*Work to complete*: From the first line to the last, restate the records word for word, skipping the pictures.

*Given entries*:
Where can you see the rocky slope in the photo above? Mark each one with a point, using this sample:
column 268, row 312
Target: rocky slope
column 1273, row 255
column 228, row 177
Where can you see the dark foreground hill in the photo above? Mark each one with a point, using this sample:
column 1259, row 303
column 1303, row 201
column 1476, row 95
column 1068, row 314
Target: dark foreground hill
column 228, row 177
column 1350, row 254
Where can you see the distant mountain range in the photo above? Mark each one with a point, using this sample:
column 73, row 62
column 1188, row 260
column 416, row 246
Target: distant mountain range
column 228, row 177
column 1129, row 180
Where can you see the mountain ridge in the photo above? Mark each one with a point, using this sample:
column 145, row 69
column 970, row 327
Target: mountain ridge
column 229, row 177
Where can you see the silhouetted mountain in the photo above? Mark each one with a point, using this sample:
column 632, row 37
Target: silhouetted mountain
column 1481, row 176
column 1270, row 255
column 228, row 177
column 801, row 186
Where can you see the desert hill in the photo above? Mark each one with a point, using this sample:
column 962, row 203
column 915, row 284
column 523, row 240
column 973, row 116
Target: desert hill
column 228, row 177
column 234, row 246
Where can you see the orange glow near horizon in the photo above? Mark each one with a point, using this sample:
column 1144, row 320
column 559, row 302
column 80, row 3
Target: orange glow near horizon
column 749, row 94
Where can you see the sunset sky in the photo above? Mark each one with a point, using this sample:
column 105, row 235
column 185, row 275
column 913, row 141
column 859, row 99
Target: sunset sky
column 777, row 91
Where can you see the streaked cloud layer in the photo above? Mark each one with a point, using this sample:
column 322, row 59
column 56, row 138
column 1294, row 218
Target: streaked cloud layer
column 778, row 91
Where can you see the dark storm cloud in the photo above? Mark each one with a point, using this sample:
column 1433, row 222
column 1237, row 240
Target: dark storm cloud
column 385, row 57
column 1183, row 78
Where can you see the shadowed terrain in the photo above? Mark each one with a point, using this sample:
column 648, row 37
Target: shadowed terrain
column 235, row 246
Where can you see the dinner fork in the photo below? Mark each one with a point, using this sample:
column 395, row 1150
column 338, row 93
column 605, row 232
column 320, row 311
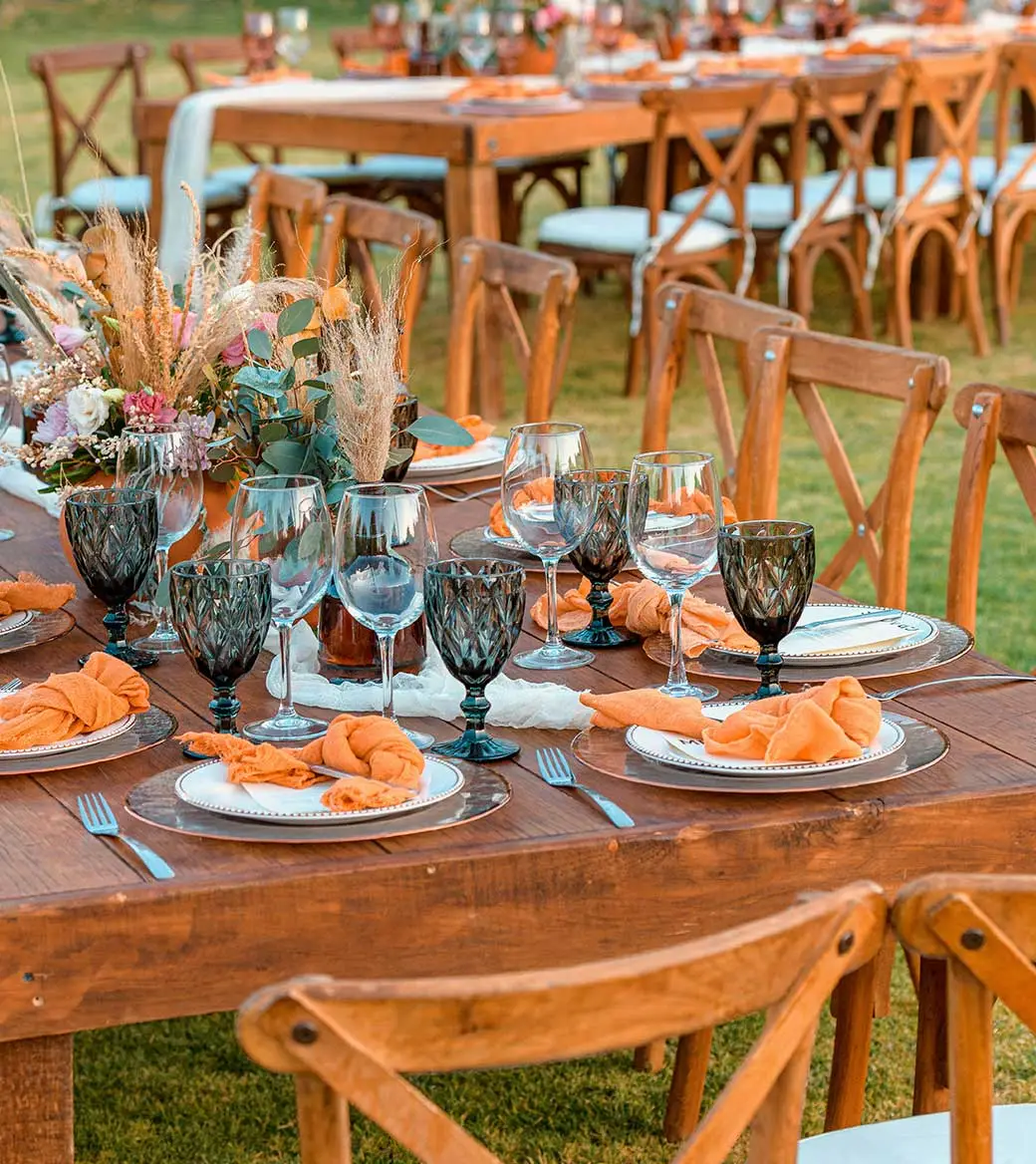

*Exercise answer*:
Where can you see the rocky slope in the photo above? Mark each one with a point, using this sample:
column 268, row 312
Target: rocky slope
column 1273, row 255
column 228, row 177
Where can you see the dark foreground hill in the photo above? Mark each one with a point, using this sample:
column 1259, row 303
column 1303, row 201
column 1476, row 95
column 1068, row 314
Target: dark foreground hill
column 228, row 177
column 1350, row 254
Where can you see the distant mountain range in the photo above? Mark each one with a point, using this sample:
column 73, row 62
column 1188, row 260
column 416, row 246
Target: distant mountain range
column 228, row 177
column 1129, row 180
Where can you see the mountain ridge in the photo above? Mark each one with a point, using this sample:
column 145, row 69
column 970, row 327
Target: mountain ridge
column 229, row 177
Where can you see the silhouetted mountain in the photo above? Mark each one with a point, using this sample:
column 632, row 37
Target: silhouetted mountain
column 1481, row 176
column 1270, row 255
column 228, row 177
column 801, row 186
Where can you see the desert hill in the photo above? Mark each one with a point, using this sample:
column 962, row 203
column 915, row 284
column 523, row 240
column 973, row 116
Target: desert hill
column 228, row 177
column 234, row 246
Where can you see the orange glow near horizon in the photo above? Mark each one with a point, using this sample:
column 1144, row 320
column 559, row 302
column 80, row 3
Target: orange glow near horizon
column 749, row 94
Where can you see the sunset sky in the photo above? Mark each one with a point, using this sample:
column 105, row 235
column 185, row 275
column 913, row 141
column 859, row 99
Target: sunset sky
column 777, row 91
Where can you see the streaked cloud layer in the photo above? Mark each one with a point, using this sample:
column 322, row 59
column 56, row 138
column 1294, row 218
Target: streaked cloud layer
column 778, row 91
Where can you see the dark storm cloud in the photo above? Mark each one with a point, using this sample:
column 1433, row 222
column 1237, row 240
Target: dark storm cloud
column 385, row 57
column 1183, row 78
Where can you see the shadowed terrain in the photo above? Mark each one with a point, using this sample:
column 648, row 37
Target: shadowed terrain
column 235, row 246
Where can you see the dinner fork in the photo below? Mark each one with a point, using this sample:
column 395, row 1150
column 338, row 93
column 605, row 232
column 320, row 311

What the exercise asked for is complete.